◆ **WORK TO BE COMPLETED**:
Arrange everything from the line containing "Every <instance> block" down to the line containing "positive clicks: (179, 767)" as a numbered list, leaving out any blank lines.

◆ **ENTRIES SHOWN**:
********

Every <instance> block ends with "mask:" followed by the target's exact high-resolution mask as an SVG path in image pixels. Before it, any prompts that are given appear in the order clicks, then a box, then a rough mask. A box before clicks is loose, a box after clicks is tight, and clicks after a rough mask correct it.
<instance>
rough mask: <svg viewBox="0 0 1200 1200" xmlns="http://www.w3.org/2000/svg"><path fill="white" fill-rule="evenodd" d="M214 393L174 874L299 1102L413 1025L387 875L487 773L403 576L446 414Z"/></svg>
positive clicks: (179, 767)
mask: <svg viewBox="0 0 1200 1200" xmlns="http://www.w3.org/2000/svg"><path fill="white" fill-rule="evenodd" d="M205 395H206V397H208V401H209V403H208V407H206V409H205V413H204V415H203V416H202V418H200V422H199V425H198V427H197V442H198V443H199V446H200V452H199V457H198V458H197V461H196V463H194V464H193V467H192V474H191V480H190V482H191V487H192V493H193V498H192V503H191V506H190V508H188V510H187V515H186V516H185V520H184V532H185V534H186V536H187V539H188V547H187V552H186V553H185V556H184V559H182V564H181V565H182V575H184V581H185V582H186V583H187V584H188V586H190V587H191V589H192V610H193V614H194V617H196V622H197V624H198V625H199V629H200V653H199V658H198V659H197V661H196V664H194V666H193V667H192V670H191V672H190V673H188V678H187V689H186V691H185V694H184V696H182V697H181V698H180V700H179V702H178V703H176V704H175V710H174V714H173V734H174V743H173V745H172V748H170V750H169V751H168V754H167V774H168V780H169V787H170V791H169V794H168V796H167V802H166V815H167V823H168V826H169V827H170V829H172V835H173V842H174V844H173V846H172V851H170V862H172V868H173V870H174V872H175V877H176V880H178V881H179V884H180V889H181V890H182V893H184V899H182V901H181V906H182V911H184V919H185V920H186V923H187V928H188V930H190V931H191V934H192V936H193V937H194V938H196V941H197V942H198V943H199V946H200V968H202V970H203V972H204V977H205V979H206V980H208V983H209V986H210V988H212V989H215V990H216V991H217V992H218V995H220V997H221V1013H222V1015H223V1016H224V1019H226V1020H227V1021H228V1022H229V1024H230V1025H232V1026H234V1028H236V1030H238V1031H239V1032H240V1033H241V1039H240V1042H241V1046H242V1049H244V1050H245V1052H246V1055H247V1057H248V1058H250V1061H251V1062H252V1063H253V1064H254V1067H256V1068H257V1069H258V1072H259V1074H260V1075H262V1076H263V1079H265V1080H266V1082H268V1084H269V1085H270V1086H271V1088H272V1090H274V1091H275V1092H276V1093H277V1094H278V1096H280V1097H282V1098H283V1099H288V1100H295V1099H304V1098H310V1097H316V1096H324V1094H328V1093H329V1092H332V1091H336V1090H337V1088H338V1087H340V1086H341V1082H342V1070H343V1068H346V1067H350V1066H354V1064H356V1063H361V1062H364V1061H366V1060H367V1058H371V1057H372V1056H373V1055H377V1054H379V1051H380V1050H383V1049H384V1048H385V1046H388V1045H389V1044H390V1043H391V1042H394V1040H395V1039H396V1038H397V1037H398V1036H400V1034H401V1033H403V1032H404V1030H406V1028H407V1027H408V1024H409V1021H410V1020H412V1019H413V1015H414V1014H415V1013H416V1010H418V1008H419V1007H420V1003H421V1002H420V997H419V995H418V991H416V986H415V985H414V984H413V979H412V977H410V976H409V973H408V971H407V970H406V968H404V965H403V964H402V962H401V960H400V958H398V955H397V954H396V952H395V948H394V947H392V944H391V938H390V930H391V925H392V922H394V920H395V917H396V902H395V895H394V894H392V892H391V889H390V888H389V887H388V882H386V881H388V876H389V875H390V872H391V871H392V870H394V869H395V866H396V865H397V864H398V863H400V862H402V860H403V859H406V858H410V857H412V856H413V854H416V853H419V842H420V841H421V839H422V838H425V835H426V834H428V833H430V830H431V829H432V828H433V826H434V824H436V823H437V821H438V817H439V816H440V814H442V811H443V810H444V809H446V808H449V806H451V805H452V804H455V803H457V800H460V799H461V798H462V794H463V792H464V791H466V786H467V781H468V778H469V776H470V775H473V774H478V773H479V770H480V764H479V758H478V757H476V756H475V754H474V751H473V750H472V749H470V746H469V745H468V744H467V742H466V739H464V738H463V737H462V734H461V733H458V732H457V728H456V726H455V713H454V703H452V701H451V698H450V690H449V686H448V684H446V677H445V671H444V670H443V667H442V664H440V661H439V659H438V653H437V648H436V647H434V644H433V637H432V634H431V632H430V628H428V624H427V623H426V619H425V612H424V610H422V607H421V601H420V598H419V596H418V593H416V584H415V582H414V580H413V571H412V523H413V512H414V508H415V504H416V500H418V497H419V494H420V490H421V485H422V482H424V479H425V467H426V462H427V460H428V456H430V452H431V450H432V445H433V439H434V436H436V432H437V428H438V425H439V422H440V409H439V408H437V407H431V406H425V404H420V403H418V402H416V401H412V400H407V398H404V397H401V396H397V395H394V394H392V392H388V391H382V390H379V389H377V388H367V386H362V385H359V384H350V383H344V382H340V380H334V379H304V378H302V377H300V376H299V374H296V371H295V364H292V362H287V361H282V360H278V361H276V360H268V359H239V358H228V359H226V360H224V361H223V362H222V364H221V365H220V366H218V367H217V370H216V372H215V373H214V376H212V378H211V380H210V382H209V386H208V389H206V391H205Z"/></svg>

********

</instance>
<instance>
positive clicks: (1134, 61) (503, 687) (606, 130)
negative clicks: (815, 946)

********

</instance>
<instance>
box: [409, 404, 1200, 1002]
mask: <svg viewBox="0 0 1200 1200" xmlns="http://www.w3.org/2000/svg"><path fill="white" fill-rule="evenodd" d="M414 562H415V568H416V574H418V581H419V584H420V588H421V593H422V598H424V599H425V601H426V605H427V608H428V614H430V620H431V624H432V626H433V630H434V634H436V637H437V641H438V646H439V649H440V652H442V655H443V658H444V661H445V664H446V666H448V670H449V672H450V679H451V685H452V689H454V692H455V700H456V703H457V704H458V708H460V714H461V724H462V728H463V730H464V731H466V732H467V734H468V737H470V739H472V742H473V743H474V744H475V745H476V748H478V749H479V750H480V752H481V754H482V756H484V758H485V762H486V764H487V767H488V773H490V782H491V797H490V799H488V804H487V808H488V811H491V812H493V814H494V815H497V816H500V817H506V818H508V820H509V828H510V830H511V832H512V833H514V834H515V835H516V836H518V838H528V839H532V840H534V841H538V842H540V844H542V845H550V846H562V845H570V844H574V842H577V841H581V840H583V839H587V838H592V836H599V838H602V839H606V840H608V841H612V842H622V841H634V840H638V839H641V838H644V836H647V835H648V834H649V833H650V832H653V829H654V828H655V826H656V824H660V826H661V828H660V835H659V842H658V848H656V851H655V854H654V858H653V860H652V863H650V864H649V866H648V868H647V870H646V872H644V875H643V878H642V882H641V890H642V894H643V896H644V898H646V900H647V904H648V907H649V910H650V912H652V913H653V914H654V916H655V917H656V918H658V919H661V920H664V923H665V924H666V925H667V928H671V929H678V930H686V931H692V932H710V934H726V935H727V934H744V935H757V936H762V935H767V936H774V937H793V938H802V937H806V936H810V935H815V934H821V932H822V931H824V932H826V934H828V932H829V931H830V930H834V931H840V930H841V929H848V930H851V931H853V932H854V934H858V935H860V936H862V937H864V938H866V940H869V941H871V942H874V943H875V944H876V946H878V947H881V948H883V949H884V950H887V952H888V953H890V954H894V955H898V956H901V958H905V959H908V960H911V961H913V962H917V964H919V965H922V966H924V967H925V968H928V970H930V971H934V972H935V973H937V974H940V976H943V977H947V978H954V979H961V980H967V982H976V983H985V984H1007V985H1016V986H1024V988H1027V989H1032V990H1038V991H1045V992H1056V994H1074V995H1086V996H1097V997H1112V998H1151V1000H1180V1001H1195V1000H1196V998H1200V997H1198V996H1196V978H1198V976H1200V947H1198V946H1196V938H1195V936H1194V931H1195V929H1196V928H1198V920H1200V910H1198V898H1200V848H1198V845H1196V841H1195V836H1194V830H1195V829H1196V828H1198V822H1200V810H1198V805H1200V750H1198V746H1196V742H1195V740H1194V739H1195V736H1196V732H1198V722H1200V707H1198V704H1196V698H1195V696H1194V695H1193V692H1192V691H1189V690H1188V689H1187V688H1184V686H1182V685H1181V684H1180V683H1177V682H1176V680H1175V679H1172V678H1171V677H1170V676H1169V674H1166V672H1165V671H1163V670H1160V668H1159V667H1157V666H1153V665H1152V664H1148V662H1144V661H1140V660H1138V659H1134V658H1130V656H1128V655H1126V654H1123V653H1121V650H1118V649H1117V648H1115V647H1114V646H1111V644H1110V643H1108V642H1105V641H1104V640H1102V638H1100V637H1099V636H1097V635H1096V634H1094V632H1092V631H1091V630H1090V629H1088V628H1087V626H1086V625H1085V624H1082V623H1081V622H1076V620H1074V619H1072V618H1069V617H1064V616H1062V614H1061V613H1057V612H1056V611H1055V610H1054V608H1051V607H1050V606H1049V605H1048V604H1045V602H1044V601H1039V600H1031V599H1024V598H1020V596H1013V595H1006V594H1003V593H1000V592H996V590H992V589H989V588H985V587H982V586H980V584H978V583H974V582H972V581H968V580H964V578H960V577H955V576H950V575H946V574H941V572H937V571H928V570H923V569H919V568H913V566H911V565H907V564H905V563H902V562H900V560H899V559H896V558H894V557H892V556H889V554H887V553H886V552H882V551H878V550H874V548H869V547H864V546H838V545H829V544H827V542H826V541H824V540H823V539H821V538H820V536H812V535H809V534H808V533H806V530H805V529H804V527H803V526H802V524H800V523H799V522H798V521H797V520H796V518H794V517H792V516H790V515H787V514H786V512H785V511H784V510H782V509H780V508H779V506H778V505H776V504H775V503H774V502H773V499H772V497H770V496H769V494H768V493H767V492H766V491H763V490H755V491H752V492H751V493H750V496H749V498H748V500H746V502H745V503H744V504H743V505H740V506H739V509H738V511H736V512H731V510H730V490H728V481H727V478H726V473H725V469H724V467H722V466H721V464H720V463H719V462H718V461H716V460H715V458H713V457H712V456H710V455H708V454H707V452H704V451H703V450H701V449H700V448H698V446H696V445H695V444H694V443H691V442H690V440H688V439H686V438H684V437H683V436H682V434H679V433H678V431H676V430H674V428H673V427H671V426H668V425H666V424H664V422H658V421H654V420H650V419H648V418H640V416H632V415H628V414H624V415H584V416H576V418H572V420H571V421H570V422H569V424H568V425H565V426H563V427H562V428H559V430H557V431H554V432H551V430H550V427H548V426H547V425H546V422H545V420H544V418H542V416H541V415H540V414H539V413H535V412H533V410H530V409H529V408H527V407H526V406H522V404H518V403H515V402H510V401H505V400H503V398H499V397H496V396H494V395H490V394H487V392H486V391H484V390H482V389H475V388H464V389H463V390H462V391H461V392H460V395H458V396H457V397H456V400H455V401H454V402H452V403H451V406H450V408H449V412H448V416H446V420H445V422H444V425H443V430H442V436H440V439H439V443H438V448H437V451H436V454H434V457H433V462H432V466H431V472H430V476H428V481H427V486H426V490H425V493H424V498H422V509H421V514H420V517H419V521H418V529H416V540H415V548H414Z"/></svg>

********

◆ **FINISHED TASK**:
1. Every <instance> block ends with "mask:" followed by the target's exact high-resolution mask as an SVG path in image pixels. Before it, any prompts that are given appear in the order clicks, then a box, then a rough mask. A box before clicks is loose, a box after clicks is tight, and clicks after a rough mask correct it.
2. <instance>
3. rough mask: <svg viewBox="0 0 1200 1200" xmlns="http://www.w3.org/2000/svg"><path fill="white" fill-rule="evenodd" d="M214 393L174 874L299 1102L413 1025L387 875L487 773L403 576L446 414Z"/></svg>
4. positive clicks: (179, 767)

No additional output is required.